>> Start DATASET CONTENT

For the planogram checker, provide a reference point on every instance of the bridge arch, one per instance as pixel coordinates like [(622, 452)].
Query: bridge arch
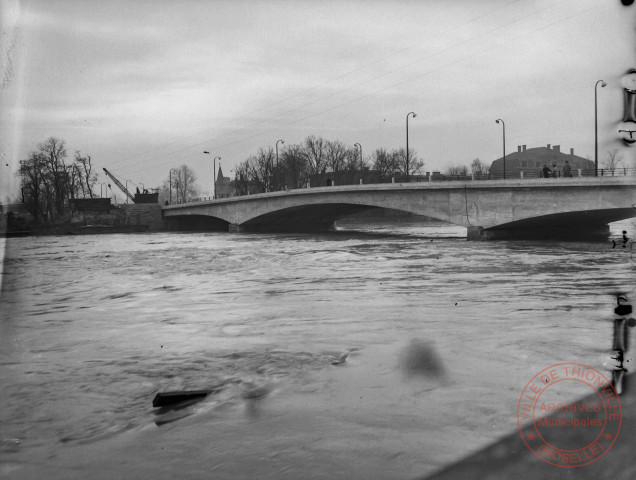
[(488, 209)]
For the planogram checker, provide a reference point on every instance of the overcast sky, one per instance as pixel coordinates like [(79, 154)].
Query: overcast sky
[(143, 86)]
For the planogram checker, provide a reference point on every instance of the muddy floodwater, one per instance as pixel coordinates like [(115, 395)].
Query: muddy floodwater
[(390, 351)]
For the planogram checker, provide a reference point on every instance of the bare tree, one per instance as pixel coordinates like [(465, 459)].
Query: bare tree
[(314, 151), (86, 177), (242, 182), (416, 166), (184, 183), (612, 160), (335, 155), (384, 163), (294, 166), (261, 168), (352, 161), (479, 168)]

>> End DATASET CONTENT

EXERCISE PROMPT » Return unchanged the lines from the one containing "like [(115, 395)]." through the one containing "[(390, 351)]", with both of those lines included.

REPLY »
For the planogram checker, provide a reference point on every instance of the muddy floodwater, one per instance as pixel coordinates like [(115, 395)].
Query: muddy floodwater
[(390, 351)]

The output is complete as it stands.